• **PROBLEM REQUIREMENTS**
The whole of the data is to be duplicated precisely.
━━━━━━━━━━
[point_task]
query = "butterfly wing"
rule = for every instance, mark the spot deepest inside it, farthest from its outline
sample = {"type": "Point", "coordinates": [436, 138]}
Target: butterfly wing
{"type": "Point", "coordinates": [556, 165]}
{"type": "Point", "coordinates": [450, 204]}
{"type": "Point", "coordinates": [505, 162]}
━━━━━━━━━━
• **FINISHED EXERCISE**
[point_task]
query = "butterfly wing"
rule = for every instance, mark the spot deepest inside it, farthest from its outline
sample = {"type": "Point", "coordinates": [436, 138]}
Target: butterfly wing
{"type": "Point", "coordinates": [556, 165]}
{"type": "Point", "coordinates": [450, 204]}
{"type": "Point", "coordinates": [505, 162]}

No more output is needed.